[Opening Study text section]
Municipal building in East Cowes, Isle of Wight, England

East Cowes Town Hall is a municipal building in York Avenue, East Cowes, Isle of Wight, England. The structure, which is the meeting place of East Cowes Town Council, is a locally listed building.

==History==
Following significant population growth, largely associated with the shipbuilding industry, East Cowes became an urban district in 1894. Amy Florence White, the wife the local shipbuilder, John Samuel White, immediately organised a campaign to raise funds by public subscription for a town hall to accommodate the new council.

The foundation stone for the new building was laid by Mrs White on 28 May 1896. It was designed by James Newman in the Italianate style, built in yellow brick with stone dressings and was officially presented to the council by Mrs White on 25 March 1897. The design involved a symmetrical main frontage with five bays facing onto York Avenue; the central bay, which slightly projected forward, featured a doorway with a fanlight flanked by stuccoed pilasters which were surmounted by acroteria; the pilasters supported an entablature inscribed with the words "Town Hall". The other bays on the ground floor and the bays on the first floor were fenestrated with round headed windows with architraves. At roof level, there was a parapet interspersed with sections of balustrade and broken by a central section, containing a clock, which was flanked by floral motifs and was surmounted by an open pediment. The parapet was also decorated with four finials. Internally, the principal room was the main assembly hall.
[Closing Study text section]
[Opening Listed entries section]
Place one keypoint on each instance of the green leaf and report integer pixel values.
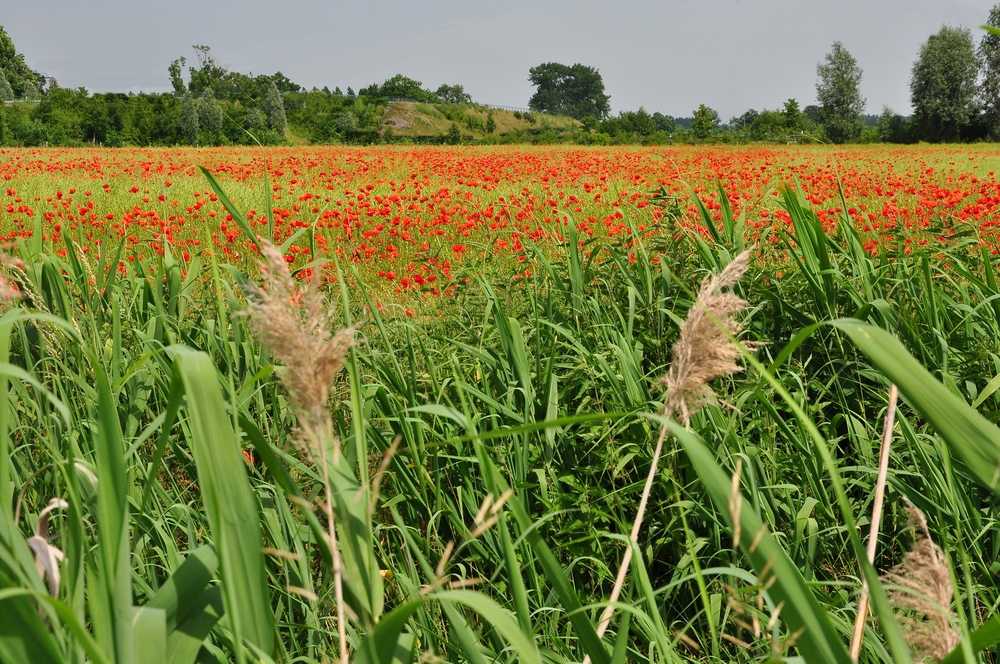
(231, 208)
(115, 580)
(387, 643)
(150, 628)
(229, 503)
(185, 642)
(975, 439)
(801, 611)
(183, 589)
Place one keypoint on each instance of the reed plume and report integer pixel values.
(705, 350)
(923, 592)
(295, 325)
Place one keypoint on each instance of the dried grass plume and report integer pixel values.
(923, 593)
(296, 326)
(705, 350)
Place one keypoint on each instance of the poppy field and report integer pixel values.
(496, 404)
(409, 218)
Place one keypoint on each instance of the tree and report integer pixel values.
(576, 91)
(839, 95)
(256, 122)
(399, 87)
(175, 70)
(943, 85)
(187, 122)
(891, 127)
(6, 92)
(792, 115)
(284, 84)
(209, 117)
(664, 122)
(453, 94)
(274, 108)
(989, 90)
(704, 121)
(18, 73)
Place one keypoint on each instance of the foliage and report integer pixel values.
(576, 91)
(705, 121)
(24, 81)
(187, 120)
(989, 75)
(943, 85)
(453, 94)
(274, 108)
(492, 443)
(6, 92)
(892, 127)
(839, 94)
(399, 87)
(792, 115)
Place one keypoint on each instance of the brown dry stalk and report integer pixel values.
(296, 325)
(923, 592)
(704, 351)
(883, 472)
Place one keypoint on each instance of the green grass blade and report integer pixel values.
(115, 582)
(801, 610)
(986, 636)
(183, 589)
(231, 208)
(229, 503)
(150, 628)
(185, 642)
(975, 439)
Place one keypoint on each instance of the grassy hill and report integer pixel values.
(419, 120)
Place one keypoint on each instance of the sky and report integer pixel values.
(662, 55)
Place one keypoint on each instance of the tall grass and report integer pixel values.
(464, 488)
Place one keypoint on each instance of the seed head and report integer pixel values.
(923, 592)
(296, 326)
(705, 350)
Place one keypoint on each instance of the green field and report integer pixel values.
(245, 468)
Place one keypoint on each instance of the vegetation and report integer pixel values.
(839, 93)
(575, 91)
(222, 462)
(943, 87)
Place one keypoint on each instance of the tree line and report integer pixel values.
(954, 91)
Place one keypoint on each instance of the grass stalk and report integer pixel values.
(873, 533)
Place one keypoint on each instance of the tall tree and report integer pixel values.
(453, 94)
(943, 85)
(839, 94)
(792, 115)
(6, 92)
(187, 121)
(18, 73)
(274, 108)
(210, 118)
(989, 89)
(576, 91)
(704, 121)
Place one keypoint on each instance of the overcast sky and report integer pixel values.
(663, 55)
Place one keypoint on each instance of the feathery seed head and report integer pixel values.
(923, 593)
(296, 327)
(705, 350)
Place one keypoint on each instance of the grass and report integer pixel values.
(467, 492)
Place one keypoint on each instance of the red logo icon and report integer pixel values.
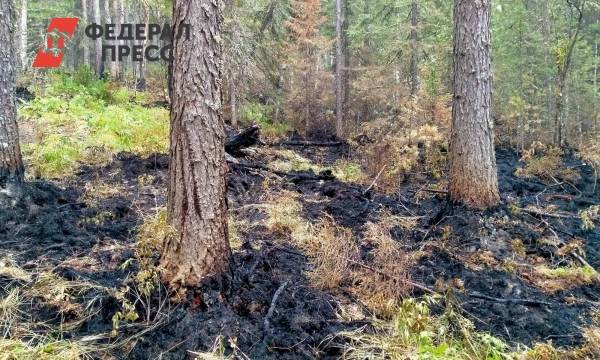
(59, 30)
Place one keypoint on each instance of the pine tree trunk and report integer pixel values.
(563, 72)
(233, 100)
(340, 65)
(113, 65)
(11, 163)
(84, 44)
(197, 203)
(23, 35)
(117, 20)
(414, 47)
(98, 20)
(473, 175)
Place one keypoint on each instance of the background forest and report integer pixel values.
(343, 241)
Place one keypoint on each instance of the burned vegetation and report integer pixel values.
(327, 262)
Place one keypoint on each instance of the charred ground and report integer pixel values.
(83, 229)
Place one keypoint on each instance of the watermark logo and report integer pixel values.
(59, 31)
(118, 42)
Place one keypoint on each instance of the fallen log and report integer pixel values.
(246, 138)
(294, 177)
(575, 199)
(311, 143)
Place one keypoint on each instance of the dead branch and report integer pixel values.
(575, 199)
(509, 300)
(246, 138)
(375, 181)
(550, 215)
(266, 323)
(311, 143)
(294, 177)
(390, 276)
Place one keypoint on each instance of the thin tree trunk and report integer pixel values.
(233, 100)
(595, 106)
(11, 163)
(117, 20)
(563, 72)
(23, 35)
(140, 78)
(197, 203)
(414, 46)
(84, 44)
(113, 65)
(473, 175)
(98, 20)
(340, 67)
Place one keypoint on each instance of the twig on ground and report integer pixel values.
(390, 276)
(551, 215)
(267, 323)
(375, 181)
(311, 143)
(509, 300)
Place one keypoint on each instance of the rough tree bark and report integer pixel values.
(473, 174)
(197, 203)
(11, 163)
(23, 35)
(233, 99)
(98, 20)
(340, 66)
(112, 65)
(564, 65)
(414, 48)
(84, 45)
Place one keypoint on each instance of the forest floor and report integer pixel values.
(522, 272)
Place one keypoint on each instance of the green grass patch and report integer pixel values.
(81, 120)
(415, 333)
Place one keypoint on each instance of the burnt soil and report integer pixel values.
(82, 240)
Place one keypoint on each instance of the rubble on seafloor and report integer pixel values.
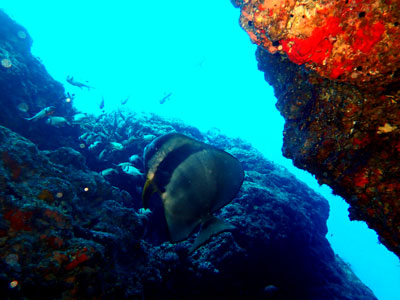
[Closing Listed entries section]
• _Task A_:
In the town hall text, rewrite the passage from "Municipal building in East" up to and including "the new council.", changing "shipbuilder" to "boat builder".
• _Task B_:
According to the town hall text, on what date was the building's foundation stone laid?

• _Exercise solution A_:
Municipal building in East Cowes, Isle of Wight, England

East Cowes Town Hall is a municipal building in York Avenue, East Cowes, Isle of Wight, England. The structure, which is the meeting place of East Cowes Town Council, is a locally listed building.

==History==
Following significant population growth, largely associated with the shipbuilding industry, East Cowes became an urban district in 1894. Amy Florence White, the wife the local boat builder, John Samuel White, immediately organised a campaign to raise funds by public subscription for a town hall to accommodate the new council.

• _Exercise solution B_:
28 May 1896